TUGAS LATIHAN 1:
Tentukan apakah setiap pernyataan berikut sesuai dengan teks tentang Tragedi Kanjuruhan. Jawab ya atau tidak, lalu kutip kata-kata teks yang menentukan jawabannya.
(a) Polisi mengumumkan enam tersangka dalam Tragedi Kanjuruhan.
(b) Tragedi Kanjuruhan menewaskan 150 orang.
(c) Dalam kejadian tewasnya dua suporter Persib, otoritas menetapkan nama-nama tersangka.
TUGAS LATIHAN 2:
Tulis lanjutan teks tentang Tragedi Kanjuruhan, dimulai tepat setelah kalimat terakhirnya.

KUTIPAN DOKUMEN:
# # #
Catatan Penulis
Penetapan Tersangka Tragedi Kanjuruhan, Momentum Perbaikan Sepak Bola Nasional

Ada hal langka terjadi di sepak bola kita. Polisi menetapkan tersangka tewasnya suporter dalam sebuah pertandingan sepak bola. Setelah sebelumnya kematian-kematian suporter hanya dianggap musibah dan tak ada tersangka yang ditetapkan, polisi akhirnya mengumumkan 6 tersangka dalam Tragedi Kanjuruhan yang menewaskan 130 orang itu.
Kita boleh berharap penetapan nama-nama tersangka ini bisa menjadi momentum perbaikan sepak bola nasional. Mengapa?
Dalam kejadian terakhir di mana dua suporter Persib tewas, otoritas tidak menetapkan nama-nama tersangka. Saat itu, kedua suporter tewas saat hendak masuk ke Stadion GBLA di laga Piala Presiden 2022 yang mempertemukan Persib dan Persebaya. Mereka tewas setelah berdesak-desakan di pintu masuk stadion.
# # #
(Daftar butir dalam sebuah dataset)
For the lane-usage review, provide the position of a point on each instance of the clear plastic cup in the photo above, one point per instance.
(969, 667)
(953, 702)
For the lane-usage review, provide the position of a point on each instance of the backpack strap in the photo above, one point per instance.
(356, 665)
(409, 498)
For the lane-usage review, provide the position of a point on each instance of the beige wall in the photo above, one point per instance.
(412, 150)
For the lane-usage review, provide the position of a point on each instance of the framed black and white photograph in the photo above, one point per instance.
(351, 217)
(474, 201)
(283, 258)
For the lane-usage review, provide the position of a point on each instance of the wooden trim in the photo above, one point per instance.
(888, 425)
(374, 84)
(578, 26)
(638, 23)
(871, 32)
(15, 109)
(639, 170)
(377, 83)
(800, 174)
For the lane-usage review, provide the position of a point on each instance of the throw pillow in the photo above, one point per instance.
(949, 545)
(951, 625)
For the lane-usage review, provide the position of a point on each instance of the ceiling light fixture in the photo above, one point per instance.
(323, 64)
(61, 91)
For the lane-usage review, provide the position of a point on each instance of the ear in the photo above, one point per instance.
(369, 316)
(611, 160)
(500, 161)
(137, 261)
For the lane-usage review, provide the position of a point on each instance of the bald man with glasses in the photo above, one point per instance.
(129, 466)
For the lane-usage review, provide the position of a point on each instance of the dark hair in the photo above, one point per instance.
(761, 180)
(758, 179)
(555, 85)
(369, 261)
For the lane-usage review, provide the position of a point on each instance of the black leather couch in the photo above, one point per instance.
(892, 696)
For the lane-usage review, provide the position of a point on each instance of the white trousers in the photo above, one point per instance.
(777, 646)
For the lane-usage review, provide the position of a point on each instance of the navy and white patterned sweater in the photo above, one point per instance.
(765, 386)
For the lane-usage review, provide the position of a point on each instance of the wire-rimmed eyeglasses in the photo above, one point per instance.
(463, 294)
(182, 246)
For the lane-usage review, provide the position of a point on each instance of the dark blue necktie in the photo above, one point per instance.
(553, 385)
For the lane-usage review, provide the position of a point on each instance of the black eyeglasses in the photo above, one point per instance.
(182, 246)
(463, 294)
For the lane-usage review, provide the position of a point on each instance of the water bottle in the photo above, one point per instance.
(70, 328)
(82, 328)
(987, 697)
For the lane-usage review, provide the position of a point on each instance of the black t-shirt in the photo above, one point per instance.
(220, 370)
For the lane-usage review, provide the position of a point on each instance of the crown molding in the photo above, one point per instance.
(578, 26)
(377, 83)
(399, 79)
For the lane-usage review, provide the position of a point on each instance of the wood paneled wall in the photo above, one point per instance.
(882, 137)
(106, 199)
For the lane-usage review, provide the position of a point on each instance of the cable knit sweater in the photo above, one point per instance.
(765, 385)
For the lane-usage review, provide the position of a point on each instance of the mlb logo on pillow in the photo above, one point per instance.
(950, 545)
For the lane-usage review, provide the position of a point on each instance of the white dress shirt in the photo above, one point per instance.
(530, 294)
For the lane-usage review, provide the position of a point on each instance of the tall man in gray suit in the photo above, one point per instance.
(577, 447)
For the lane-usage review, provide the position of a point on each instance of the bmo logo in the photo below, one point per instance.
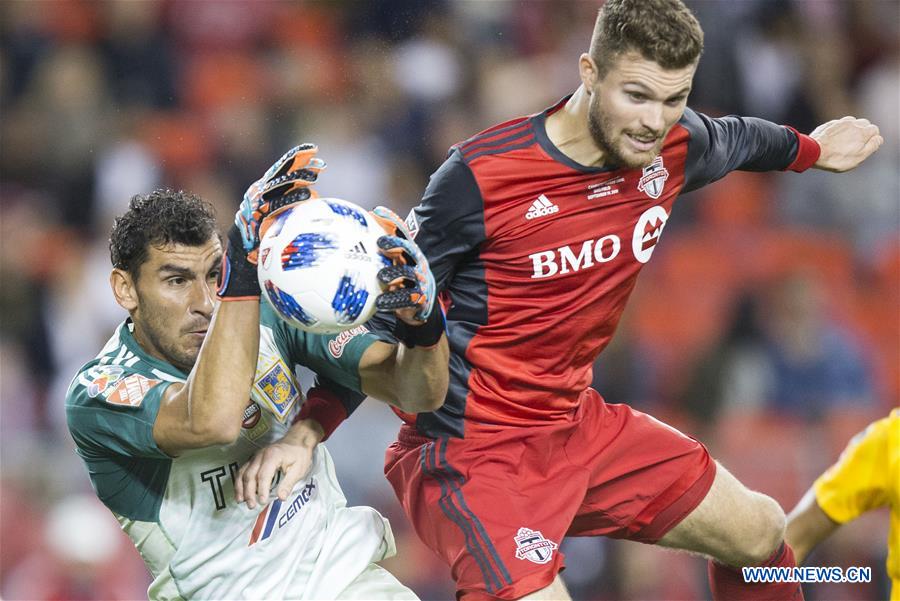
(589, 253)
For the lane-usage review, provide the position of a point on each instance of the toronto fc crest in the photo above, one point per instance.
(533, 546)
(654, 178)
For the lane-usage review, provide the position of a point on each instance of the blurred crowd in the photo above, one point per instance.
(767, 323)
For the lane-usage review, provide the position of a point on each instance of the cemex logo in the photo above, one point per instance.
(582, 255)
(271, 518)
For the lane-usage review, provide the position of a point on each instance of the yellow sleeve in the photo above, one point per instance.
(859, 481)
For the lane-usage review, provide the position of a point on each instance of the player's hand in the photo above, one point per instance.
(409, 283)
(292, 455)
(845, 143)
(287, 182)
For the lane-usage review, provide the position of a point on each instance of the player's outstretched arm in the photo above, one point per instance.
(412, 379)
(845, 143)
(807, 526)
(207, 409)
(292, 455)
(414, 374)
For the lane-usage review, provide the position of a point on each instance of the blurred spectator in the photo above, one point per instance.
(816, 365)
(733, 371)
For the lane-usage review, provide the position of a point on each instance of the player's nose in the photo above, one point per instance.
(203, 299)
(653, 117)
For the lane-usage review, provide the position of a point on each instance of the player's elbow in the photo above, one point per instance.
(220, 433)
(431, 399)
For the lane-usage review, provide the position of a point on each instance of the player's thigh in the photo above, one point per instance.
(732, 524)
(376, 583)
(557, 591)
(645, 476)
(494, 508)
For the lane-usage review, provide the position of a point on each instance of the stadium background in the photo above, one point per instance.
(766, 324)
# # #
JAWABAN YANG DIHARAPKAN 1:
(a) Ya: "polisi akhirnya mengumumkan 6 tersangka dalam Tragedi Kanjuruhan"
(b) Tidak: "Tragedi Kanjuruhan yang menewaskan 130 orang itu"
(c) Tidak: "otoritas tidak menetapkan nama-nama tersangka"

JAWABAN YANG DIHARAPKAN 2:
Sanksi yang diberikan hanya berupa denda Rp 50 juta dan larangan bermain di GBLA untuk Persib. Otoritas tak juga menetapkan tersangka dan peristiwa itu hanya dianggap musibah. Setelah berduka, mengutuk, dan berharap keduanya menjadi korban terakhir, peristiwa itu menguap dan mulai dilupakan banyak orang. Hingga terjadilah Tragedi Kanjuruhan dengan korban tewas 65 kali lipat.
Saya sering skeptis atas upaya perbaikan sepak bola nasional. Sudah sering diulas apa penyakit yang membuat sepak bola kita jalan di tempat. Namun tembok tebal menghadang upaya perbaikan itu. Dan tembok tebal itu bernama PSSI.
PSSI selalu saya jadikan kambing hitam atas bobroknya sepak bola nasional. Federasi adalah otoritas tertinggi yang memiliki wewenang membuat regulasi. Artinya, baik buruk sistem persepak bolaan di tanah air ditentukan seberapa bagus regulasi dan pelaksanaannya di lapangan.
Sebagai organisasi resmi di bawah FIFA, PSSI tentu mengadopsi peraturan badan tertinggi sepak bola dunia itu. PSSI juga membuat peraturan sebagai panduan bagi klub dalam beraktivitas di kompetisi resmi. Namun sayang, seringkali regulasi-regulasi ini hanya jadi macan kertas karena tidak dijalankan secara konsisten.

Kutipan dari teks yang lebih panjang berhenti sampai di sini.